Please set down the data word for word; images do not go in the copy.

Recorded information:
·····

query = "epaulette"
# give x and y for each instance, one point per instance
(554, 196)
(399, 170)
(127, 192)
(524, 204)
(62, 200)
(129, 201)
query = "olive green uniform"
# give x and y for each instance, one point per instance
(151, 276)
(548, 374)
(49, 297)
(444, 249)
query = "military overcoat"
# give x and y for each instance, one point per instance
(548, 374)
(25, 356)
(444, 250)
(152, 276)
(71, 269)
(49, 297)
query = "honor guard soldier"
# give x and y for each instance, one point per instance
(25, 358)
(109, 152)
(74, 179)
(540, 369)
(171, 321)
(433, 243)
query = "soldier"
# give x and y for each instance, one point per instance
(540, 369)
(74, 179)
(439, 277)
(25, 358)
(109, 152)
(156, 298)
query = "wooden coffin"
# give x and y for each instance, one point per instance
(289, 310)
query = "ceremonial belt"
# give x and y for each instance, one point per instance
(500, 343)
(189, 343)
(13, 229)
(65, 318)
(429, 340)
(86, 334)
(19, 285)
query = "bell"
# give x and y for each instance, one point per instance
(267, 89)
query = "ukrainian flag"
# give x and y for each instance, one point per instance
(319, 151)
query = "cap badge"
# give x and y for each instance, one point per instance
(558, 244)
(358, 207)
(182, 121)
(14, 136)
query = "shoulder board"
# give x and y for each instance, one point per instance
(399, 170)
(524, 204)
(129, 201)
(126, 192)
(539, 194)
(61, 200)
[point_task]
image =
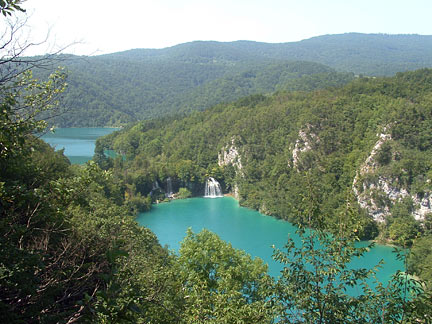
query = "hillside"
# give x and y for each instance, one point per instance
(368, 142)
(124, 87)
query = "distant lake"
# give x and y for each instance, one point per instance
(245, 229)
(79, 143)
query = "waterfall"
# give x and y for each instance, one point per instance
(169, 192)
(212, 189)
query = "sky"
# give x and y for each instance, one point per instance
(92, 27)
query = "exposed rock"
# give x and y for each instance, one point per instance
(229, 155)
(303, 144)
(369, 192)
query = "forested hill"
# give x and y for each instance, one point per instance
(369, 142)
(368, 54)
(112, 90)
(140, 84)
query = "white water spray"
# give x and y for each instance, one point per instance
(212, 189)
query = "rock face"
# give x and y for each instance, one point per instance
(377, 193)
(303, 144)
(229, 155)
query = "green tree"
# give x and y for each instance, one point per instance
(223, 284)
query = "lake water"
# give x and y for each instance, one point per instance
(79, 143)
(244, 228)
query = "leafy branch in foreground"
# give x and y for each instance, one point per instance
(318, 285)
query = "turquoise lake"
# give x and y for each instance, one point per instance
(79, 143)
(244, 228)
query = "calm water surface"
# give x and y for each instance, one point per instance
(79, 143)
(244, 228)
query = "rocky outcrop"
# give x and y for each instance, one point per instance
(229, 155)
(303, 144)
(376, 193)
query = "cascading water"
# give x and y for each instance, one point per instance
(169, 192)
(212, 189)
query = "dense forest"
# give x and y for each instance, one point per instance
(119, 88)
(73, 253)
(368, 142)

·····

Exercise output:
query = "epaulette"
# give x and y for each instance, one point per instance
(554, 196)
(399, 170)
(127, 192)
(524, 204)
(62, 200)
(129, 201)
query = "olive green uniform"
# give x and y for each instance, one point per instance
(151, 276)
(548, 374)
(49, 297)
(444, 249)
query = "military overcoat"
# give x and y for each instance, one point per instance
(548, 374)
(25, 356)
(444, 250)
(152, 276)
(71, 269)
(49, 297)
query = "honor guard soldier"
# give x and y for each instance, one point per instance
(25, 358)
(109, 152)
(74, 179)
(540, 369)
(171, 321)
(433, 243)
query = "soldier"
# give x and y for each instance, one point per instance
(540, 369)
(74, 179)
(439, 277)
(25, 358)
(109, 152)
(156, 298)
query = "wooden coffin"
# give x and y for each instance, one point per instance
(289, 310)
query = "ceremonial belt"
# give x and y for each instance, one point per instance
(500, 343)
(189, 343)
(13, 229)
(65, 318)
(429, 340)
(86, 334)
(19, 285)
query = "bell"
# give x and y for each instance, one point per instance
(267, 89)
query = "ukrainian flag"
# give x and y for each instance, one point per instance
(319, 151)
query = "cap badge"
# give x and y for each instance, one point per instance
(558, 244)
(358, 207)
(182, 121)
(14, 136)
query = "shoulder board"
# give x and y for each instance, one point per instance
(399, 170)
(524, 204)
(129, 201)
(126, 192)
(539, 194)
(61, 200)
[point_task]
image =
query = "hillside"
# give x and y for each instance, one point per instance
(368, 142)
(124, 87)
query = "distant lake"
# give x and y for each instance, one point per instance
(245, 229)
(79, 143)
query = "waterfall"
# give x and y for each instance, one point per instance
(169, 192)
(212, 189)
query = "sky"
# give x and y for each instance, one point per instance
(92, 27)
query = "exposed rock"
# give x and y for each instance, one point per instance
(229, 155)
(303, 144)
(369, 192)
query = "forested hill"
# give x and y for each instance, one point per instance
(369, 142)
(368, 54)
(112, 90)
(140, 84)
query = "white water spray"
# give x and y for each instance, one point per instance
(212, 189)
query = "rock face"
# give x and y for each instance, one point per instance
(377, 193)
(303, 144)
(229, 155)
query = "green tree"
# give x and y for each instance, one point per instance
(223, 284)
query = "lake water"
# give x and y for each instance, one point per instance
(79, 143)
(244, 228)
query = "leafy branch in foreground"
# give x and y for each instance, one point per instance
(318, 285)
query = "turquoise lake"
# give x and y for each instance, one point per instance
(79, 143)
(244, 228)
query = "calm water surface"
# give x and y for each instance, one point per instance
(79, 143)
(244, 228)
query = "rocky outcrop"
# give x and y for each instance, one point per instance
(229, 155)
(303, 144)
(376, 193)
query = "cascading water"
# give x and y for each instance, one point per instance
(169, 192)
(212, 189)
query = "dense forest"
# give x and y for each instance, one point per instance
(119, 88)
(73, 253)
(368, 142)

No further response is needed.